RECORDS TO USE:
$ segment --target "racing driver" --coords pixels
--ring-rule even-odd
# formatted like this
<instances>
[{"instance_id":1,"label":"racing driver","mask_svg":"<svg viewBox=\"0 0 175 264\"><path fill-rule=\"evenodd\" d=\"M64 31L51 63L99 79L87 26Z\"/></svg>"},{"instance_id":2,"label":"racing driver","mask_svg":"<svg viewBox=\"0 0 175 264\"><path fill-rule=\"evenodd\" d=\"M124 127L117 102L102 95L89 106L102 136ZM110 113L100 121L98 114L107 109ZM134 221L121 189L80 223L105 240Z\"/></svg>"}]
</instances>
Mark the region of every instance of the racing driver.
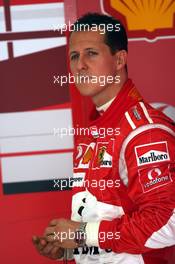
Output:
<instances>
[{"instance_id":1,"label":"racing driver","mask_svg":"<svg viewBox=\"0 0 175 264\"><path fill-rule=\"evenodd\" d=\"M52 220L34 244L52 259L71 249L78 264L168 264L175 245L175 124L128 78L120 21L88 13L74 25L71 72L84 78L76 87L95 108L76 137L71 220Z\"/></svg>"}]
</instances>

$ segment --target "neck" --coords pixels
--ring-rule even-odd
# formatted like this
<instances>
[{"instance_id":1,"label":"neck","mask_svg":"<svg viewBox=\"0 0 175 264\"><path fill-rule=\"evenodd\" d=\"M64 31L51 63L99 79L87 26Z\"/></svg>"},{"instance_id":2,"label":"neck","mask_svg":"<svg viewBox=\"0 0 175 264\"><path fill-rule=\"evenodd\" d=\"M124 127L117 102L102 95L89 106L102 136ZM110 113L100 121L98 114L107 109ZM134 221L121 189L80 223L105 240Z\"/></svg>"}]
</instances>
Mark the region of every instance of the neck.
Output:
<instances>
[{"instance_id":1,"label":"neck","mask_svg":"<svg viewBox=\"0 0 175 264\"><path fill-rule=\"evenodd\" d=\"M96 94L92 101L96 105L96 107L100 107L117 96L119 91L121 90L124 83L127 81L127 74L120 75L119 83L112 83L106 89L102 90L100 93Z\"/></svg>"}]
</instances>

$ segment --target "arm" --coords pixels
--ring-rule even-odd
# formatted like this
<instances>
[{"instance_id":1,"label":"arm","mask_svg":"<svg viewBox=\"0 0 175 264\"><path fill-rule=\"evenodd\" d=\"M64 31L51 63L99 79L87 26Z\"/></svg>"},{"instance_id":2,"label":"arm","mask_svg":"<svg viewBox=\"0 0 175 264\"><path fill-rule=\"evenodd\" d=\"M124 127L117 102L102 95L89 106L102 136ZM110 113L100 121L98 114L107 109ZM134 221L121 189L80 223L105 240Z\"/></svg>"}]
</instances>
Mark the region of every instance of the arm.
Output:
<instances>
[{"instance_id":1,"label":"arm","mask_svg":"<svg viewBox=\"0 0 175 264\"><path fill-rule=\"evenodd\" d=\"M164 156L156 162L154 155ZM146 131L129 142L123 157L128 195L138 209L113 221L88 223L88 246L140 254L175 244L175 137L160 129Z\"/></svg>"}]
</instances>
==
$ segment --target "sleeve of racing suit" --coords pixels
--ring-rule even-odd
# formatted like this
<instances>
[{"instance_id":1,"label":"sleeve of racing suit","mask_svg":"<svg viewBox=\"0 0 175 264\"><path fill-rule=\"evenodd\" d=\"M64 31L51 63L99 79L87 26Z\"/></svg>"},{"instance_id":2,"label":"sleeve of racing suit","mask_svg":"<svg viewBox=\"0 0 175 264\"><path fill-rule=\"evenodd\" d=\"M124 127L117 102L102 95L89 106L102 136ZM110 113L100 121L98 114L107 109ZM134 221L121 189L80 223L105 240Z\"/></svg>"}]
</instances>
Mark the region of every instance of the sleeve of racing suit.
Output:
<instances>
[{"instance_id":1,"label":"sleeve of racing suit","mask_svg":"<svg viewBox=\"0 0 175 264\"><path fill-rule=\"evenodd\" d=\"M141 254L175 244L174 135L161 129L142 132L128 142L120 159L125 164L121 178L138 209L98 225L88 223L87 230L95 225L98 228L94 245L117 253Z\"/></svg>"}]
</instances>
--
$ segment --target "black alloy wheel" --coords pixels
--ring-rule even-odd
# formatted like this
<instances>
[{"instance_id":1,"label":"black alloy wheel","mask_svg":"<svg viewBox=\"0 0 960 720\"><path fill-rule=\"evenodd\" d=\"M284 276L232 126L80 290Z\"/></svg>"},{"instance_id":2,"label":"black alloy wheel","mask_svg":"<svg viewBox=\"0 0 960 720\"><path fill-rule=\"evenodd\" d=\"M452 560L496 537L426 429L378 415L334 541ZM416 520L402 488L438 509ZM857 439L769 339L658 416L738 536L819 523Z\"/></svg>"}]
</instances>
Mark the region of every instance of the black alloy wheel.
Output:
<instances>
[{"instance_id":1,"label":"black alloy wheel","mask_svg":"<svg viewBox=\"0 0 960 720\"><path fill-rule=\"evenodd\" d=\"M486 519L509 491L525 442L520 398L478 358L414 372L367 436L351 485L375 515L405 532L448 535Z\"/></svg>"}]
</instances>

EXERCISE AIM: Count, in the records above, the lines that include "target", and give the number with nothing added.

WRITTEN RESPONSE: 5